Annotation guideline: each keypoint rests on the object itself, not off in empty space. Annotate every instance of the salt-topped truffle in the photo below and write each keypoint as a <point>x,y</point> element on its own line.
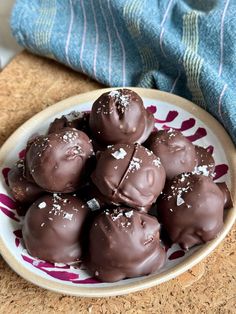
<point>22,190</point>
<point>57,162</point>
<point>124,243</point>
<point>130,175</point>
<point>119,116</point>
<point>53,228</point>
<point>205,162</point>
<point>176,152</point>
<point>191,209</point>
<point>77,120</point>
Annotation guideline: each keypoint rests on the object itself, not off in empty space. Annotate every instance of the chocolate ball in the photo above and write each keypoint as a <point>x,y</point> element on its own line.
<point>57,162</point>
<point>191,209</point>
<point>22,190</point>
<point>53,228</point>
<point>228,203</point>
<point>176,152</point>
<point>120,117</point>
<point>124,243</point>
<point>130,175</point>
<point>205,162</point>
<point>76,120</point>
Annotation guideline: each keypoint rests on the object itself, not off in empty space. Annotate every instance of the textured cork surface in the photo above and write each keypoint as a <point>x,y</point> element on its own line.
<point>30,84</point>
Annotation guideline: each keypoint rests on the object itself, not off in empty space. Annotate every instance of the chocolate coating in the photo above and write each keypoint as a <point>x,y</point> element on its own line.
<point>205,162</point>
<point>53,226</point>
<point>22,190</point>
<point>57,162</point>
<point>124,243</point>
<point>120,117</point>
<point>76,120</point>
<point>130,175</point>
<point>228,203</point>
<point>191,209</point>
<point>176,152</point>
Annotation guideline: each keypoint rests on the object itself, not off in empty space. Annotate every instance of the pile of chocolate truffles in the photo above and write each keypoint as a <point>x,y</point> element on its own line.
<point>97,187</point>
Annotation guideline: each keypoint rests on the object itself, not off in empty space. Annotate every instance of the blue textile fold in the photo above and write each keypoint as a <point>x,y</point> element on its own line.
<point>185,47</point>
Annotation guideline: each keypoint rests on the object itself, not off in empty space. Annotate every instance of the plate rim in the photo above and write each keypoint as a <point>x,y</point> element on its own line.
<point>145,282</point>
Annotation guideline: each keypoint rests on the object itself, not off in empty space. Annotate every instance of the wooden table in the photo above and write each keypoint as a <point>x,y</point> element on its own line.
<point>29,84</point>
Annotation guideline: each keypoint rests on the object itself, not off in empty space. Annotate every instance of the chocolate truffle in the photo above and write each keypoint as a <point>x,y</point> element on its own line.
<point>57,162</point>
<point>94,199</point>
<point>124,243</point>
<point>228,203</point>
<point>77,120</point>
<point>119,116</point>
<point>205,162</point>
<point>22,190</point>
<point>176,152</point>
<point>191,209</point>
<point>53,226</point>
<point>130,175</point>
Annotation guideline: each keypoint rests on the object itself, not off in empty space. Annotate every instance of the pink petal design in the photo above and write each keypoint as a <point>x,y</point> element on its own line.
<point>200,133</point>
<point>17,242</point>
<point>87,281</point>
<point>42,264</point>
<point>61,275</point>
<point>210,149</point>
<point>169,118</point>
<point>5,172</point>
<point>152,109</point>
<point>176,254</point>
<point>220,170</point>
<point>18,233</point>
<point>186,125</point>
<point>7,201</point>
<point>22,154</point>
<point>8,213</point>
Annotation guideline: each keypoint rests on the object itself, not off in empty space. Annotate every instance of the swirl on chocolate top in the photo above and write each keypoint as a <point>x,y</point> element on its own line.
<point>120,117</point>
<point>191,209</point>
<point>130,175</point>
<point>176,152</point>
<point>53,226</point>
<point>57,162</point>
<point>124,243</point>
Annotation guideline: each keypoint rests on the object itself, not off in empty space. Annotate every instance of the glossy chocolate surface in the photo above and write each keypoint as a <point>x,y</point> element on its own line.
<point>124,243</point>
<point>176,152</point>
<point>53,226</point>
<point>22,190</point>
<point>130,175</point>
<point>205,162</point>
<point>191,209</point>
<point>57,162</point>
<point>119,116</point>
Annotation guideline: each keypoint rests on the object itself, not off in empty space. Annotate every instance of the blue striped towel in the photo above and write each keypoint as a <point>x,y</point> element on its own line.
<point>185,47</point>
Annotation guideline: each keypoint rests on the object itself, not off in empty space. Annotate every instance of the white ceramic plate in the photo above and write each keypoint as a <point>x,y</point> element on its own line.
<point>170,111</point>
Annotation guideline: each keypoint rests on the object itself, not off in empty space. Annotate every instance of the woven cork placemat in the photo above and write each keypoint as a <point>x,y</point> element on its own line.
<point>28,85</point>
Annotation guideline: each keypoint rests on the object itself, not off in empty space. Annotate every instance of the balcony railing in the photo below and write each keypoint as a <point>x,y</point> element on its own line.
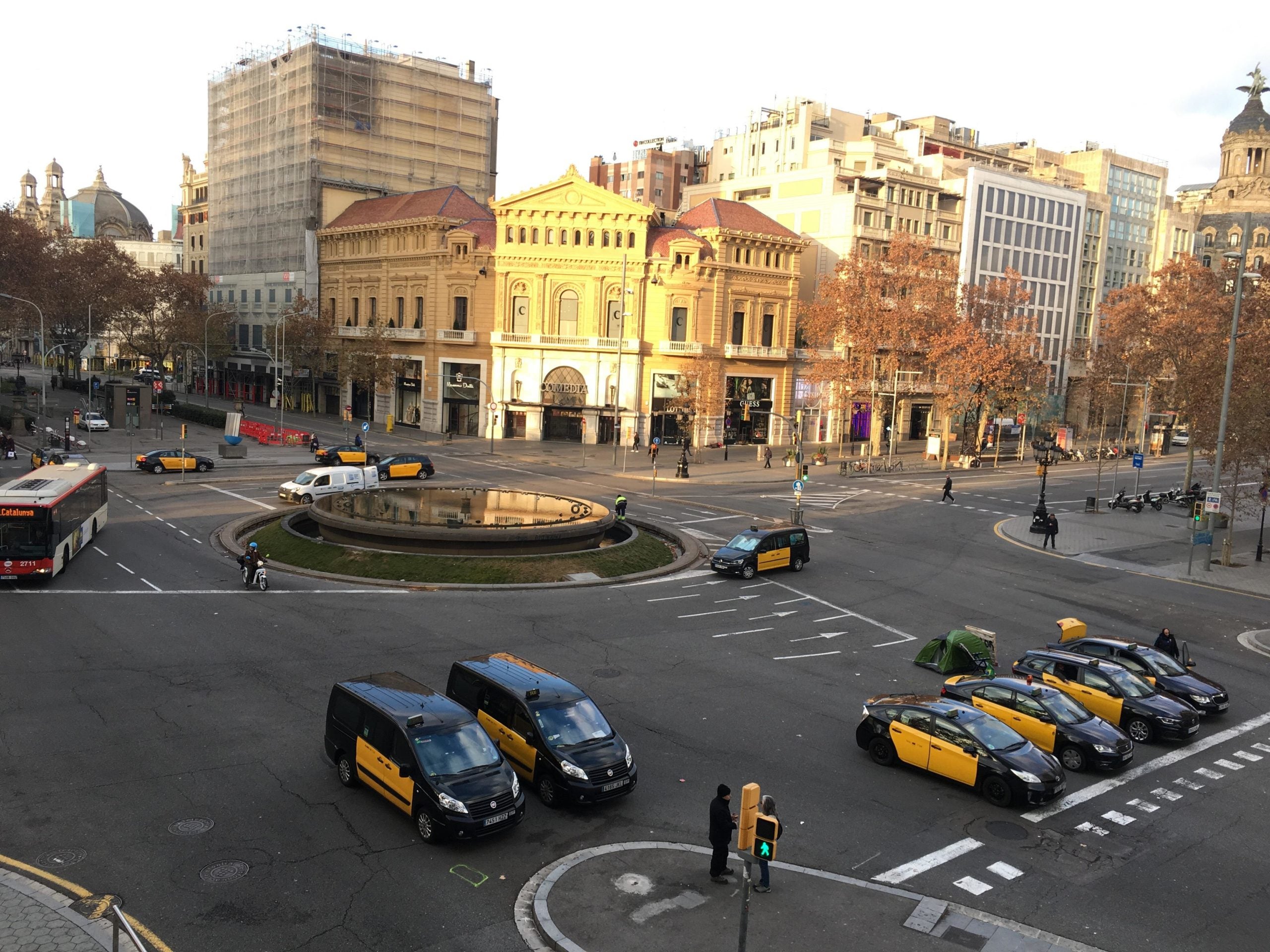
<point>457,337</point>
<point>766,353</point>
<point>679,347</point>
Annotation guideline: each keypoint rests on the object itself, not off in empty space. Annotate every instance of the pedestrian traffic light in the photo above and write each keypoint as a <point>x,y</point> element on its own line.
<point>749,812</point>
<point>765,837</point>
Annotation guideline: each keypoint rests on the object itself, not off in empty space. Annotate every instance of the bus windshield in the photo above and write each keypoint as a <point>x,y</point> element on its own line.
<point>26,537</point>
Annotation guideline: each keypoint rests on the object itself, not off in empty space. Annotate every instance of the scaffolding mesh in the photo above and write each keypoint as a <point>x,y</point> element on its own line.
<point>286,123</point>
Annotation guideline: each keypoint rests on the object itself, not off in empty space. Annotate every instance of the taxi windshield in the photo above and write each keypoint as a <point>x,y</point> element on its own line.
<point>994,734</point>
<point>452,752</point>
<point>743,543</point>
<point>1131,685</point>
<point>1160,663</point>
<point>1064,710</point>
<point>573,724</point>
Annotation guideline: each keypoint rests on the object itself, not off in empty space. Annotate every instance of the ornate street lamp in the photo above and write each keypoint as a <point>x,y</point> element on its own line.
<point>1046,457</point>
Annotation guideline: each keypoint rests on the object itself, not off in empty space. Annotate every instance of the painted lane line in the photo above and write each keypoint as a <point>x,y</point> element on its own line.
<point>747,631</point>
<point>1006,871</point>
<point>1173,757</point>
<point>1118,818</point>
<point>246,499</point>
<point>902,874</point>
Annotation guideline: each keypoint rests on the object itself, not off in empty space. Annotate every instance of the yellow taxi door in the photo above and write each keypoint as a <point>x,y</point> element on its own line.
<point>910,733</point>
<point>948,758</point>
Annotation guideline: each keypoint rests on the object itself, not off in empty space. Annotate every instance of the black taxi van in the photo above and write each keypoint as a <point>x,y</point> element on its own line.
<point>549,730</point>
<point>425,754</point>
<point>759,550</point>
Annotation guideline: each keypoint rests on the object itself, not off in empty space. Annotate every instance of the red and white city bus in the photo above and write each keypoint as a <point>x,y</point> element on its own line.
<point>49,516</point>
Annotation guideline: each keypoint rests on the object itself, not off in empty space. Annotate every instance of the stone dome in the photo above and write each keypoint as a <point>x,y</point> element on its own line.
<point>114,215</point>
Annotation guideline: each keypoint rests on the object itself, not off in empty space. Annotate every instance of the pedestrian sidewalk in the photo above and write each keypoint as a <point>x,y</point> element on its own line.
<point>658,898</point>
<point>1152,543</point>
<point>36,918</point>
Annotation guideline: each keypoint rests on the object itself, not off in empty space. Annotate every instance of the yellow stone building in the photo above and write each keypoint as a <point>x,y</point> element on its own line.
<point>549,337</point>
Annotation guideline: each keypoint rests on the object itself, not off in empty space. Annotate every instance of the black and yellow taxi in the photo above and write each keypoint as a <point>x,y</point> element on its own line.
<point>425,754</point>
<point>962,744</point>
<point>759,550</point>
<point>1113,692</point>
<point>1048,717</point>
<point>550,731</point>
<point>53,456</point>
<point>1159,668</point>
<point>345,456</point>
<point>173,461</point>
<point>405,466</point>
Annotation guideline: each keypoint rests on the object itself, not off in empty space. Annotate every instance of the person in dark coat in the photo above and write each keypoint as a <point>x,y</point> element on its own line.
<point>723,822</point>
<point>1051,532</point>
<point>1166,643</point>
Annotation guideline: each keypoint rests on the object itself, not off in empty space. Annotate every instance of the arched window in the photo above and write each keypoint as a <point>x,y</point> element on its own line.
<point>568,324</point>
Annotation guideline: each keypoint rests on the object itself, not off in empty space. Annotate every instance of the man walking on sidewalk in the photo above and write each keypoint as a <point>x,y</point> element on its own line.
<point>723,822</point>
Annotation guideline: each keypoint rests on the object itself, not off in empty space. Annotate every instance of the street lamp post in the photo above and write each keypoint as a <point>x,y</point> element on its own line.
<point>44,388</point>
<point>1242,254</point>
<point>1046,459</point>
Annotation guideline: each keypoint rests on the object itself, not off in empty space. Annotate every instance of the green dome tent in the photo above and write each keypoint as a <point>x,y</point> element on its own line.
<point>960,652</point>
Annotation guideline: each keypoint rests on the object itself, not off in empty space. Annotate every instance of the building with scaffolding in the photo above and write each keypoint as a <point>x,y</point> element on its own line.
<point>298,134</point>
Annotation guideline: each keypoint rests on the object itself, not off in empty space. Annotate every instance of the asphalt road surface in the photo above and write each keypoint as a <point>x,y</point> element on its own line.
<point>145,687</point>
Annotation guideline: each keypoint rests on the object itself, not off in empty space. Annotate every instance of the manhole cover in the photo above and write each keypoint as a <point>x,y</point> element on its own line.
<point>224,871</point>
<point>1004,829</point>
<point>58,858</point>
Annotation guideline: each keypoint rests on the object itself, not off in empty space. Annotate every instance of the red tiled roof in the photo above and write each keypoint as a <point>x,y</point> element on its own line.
<point>734,216</point>
<point>450,202</point>
<point>659,241</point>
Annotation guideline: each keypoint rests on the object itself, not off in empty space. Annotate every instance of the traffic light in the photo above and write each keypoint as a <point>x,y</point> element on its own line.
<point>749,812</point>
<point>765,837</point>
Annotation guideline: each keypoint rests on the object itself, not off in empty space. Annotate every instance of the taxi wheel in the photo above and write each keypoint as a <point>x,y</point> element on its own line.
<point>347,772</point>
<point>996,791</point>
<point>1140,730</point>
<point>882,752</point>
<point>548,792</point>
<point>1074,760</point>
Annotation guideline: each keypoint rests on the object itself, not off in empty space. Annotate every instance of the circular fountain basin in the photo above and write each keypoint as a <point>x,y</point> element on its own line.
<point>461,521</point>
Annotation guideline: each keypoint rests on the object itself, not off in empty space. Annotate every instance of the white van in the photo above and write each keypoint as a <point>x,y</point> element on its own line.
<point>323,481</point>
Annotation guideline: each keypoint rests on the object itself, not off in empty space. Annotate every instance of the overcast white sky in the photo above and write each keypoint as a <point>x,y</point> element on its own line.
<point>125,87</point>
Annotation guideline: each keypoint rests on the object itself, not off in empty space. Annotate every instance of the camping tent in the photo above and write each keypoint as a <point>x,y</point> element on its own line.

━━━

◆ Set exercise ◆
Starting at the line that contains "of the circular", copy each line exactly through the end of the listing above. Include that first line and the last one, and add nothing.

◆ Answer to the problem ◆
Annotation guideline: each keypoint rests on the object itself, not off in empty space. Annotate every instance of the circular fountain basin in the photo above and write each keypoint as a <point>x,y</point> element on its own line.
<point>461,521</point>
Annotation guideline: each keypoint rests on the object itself, not off in empty space. Annotate every instance of the white van in the photo above and write each keypoint as a <point>x,y</point> element on its own line.
<point>323,481</point>
Annotation guideline: each keypoint rests on the object itself, not off in empty space. Annotate every instance of the overcast white sky in the photo above and write each keypoint as a <point>x,y</point> element on its own line.
<point>125,87</point>
Annotation guideline: each keypoint rests on the object itself, not off in empty space. Annotate every instance of the camping tent in the photo above and write each keypoint as a <point>x,y</point> element on its own line.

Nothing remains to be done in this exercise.